• [REQUIRED TASK]
Please convert the records, starting at the beginning and going on through the line with "[0,170,205,208]", into a Markdown table with a Number column for the row number and a Line column for the line, leaving out blank lines.

• [RECORDS SUPPLIED]
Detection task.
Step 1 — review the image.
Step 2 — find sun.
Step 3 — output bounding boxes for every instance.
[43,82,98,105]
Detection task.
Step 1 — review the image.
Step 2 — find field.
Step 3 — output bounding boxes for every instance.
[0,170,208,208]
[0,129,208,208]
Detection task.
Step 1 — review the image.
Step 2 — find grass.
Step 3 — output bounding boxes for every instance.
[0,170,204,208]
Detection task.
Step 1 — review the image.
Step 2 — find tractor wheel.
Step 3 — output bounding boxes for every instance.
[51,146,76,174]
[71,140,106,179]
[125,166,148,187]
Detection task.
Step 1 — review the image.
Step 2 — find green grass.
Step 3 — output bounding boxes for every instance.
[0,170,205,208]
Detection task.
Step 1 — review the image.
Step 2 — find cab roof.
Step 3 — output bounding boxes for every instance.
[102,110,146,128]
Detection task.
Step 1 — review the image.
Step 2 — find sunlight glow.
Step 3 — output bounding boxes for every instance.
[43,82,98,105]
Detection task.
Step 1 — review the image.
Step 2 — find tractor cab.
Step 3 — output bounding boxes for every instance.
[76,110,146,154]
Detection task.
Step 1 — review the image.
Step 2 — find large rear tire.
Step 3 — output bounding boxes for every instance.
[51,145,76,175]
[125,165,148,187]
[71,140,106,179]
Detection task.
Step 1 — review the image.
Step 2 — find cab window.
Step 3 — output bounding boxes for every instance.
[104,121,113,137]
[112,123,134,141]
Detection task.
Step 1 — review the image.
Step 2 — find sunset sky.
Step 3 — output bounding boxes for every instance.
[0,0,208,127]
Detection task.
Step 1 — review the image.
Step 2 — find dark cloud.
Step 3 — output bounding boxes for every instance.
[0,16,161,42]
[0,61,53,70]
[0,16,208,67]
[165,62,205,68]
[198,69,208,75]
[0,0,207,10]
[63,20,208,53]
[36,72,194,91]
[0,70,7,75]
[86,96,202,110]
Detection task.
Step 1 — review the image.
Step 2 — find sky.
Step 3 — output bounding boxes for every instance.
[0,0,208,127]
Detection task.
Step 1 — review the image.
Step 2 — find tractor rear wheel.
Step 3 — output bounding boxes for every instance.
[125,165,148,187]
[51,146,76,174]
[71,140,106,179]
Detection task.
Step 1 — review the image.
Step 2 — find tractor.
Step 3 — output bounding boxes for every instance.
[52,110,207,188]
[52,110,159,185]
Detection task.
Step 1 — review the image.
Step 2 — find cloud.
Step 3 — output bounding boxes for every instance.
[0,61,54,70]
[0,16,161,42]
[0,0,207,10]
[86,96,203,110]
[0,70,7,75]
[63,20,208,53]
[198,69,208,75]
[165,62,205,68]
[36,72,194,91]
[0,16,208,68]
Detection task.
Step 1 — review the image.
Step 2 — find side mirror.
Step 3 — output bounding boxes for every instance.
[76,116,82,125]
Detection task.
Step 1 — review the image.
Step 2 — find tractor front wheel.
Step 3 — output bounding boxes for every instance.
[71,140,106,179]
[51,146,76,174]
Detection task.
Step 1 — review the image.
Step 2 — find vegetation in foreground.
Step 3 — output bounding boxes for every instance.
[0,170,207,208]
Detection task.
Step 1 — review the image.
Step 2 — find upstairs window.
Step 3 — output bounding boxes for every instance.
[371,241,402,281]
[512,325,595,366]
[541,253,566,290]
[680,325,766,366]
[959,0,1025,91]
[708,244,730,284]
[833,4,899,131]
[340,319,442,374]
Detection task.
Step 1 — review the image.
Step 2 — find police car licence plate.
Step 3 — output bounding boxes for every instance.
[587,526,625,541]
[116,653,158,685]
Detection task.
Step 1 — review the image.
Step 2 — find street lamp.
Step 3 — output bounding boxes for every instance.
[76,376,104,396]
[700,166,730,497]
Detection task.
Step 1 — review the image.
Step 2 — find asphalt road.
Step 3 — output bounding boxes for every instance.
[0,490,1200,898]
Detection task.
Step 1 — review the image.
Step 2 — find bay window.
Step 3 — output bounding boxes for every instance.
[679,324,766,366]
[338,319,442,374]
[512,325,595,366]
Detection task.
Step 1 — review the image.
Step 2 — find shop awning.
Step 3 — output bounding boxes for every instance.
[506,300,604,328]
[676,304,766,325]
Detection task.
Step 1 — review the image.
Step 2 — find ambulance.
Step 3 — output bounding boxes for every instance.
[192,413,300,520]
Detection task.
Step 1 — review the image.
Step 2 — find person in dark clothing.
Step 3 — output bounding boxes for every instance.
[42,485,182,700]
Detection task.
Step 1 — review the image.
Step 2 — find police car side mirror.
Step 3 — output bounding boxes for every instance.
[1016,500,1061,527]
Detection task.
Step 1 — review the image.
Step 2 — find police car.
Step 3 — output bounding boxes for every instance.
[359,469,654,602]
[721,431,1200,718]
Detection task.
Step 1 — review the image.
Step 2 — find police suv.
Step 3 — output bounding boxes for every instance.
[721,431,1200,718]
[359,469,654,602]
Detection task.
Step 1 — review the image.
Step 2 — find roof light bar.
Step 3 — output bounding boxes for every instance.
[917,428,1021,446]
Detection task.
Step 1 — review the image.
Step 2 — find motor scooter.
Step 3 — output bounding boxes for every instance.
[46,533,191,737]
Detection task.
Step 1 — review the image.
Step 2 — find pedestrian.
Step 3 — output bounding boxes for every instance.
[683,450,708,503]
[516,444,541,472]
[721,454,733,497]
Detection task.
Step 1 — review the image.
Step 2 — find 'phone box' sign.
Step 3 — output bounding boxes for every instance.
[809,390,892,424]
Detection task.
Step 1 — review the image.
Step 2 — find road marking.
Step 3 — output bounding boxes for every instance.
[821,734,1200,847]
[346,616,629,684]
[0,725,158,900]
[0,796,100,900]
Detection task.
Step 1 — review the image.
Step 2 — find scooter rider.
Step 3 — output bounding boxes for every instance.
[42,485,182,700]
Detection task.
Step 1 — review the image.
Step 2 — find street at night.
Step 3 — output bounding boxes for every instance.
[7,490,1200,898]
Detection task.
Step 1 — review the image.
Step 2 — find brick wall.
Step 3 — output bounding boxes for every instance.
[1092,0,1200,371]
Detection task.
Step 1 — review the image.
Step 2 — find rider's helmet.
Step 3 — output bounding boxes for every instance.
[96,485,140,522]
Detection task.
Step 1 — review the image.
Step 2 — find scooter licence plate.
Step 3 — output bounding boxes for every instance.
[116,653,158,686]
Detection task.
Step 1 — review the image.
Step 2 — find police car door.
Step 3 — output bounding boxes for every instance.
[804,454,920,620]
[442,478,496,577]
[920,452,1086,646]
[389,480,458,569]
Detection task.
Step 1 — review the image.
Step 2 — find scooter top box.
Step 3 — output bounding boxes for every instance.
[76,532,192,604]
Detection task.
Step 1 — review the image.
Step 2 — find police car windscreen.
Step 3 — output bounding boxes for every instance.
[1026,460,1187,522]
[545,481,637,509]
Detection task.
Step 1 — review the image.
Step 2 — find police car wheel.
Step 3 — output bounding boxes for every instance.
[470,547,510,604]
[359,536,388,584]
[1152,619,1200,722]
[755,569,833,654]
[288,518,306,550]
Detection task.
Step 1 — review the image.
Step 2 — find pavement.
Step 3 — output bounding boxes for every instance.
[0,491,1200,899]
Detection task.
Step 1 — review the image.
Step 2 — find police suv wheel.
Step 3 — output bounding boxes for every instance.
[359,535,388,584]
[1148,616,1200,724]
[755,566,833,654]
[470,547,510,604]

• [PROBLEM SOLUTION]
| Number | Line |
|---|---|
| 1 | Detection task. |
| 2 | Step 1 — review the image. |
| 3 | Step 2 — find sun. |
| 4 | Step 3 — output bounding boxes for every instance. |
| 5 | [43,82,98,105] |
| 6 | Detection task. |
| 7 | Step 1 — review the image. |
| 8 | Step 2 — find field. |
| 9 | Step 3 — output bounding boxes for every instance. |
| 10 | [0,170,208,208] |
| 11 | [0,129,208,208] |
| 12 | Detection task. |
| 13 | Step 1 — review the image. |
| 14 | Step 2 — find grass. |
| 15 | Step 3 — output bounding boxes for every instance. |
| 16 | [0,170,204,208] |
| 17 | Detection task. |
| 18 | Step 1 — review the image. |
| 19 | Step 2 — find tractor wheel. |
| 20 | Step 3 — output bounding boxes for every instance. |
| 21 | [51,146,76,174] |
| 22 | [71,140,106,179] |
| 23 | [125,166,148,187] |
| 24 | Detection task. |
| 25 | Step 1 — review the image. |
| 26 | Step 2 — find green grass. |
| 27 | Step 3 — output bounding boxes for every instance. |
| 28 | [0,170,205,208] |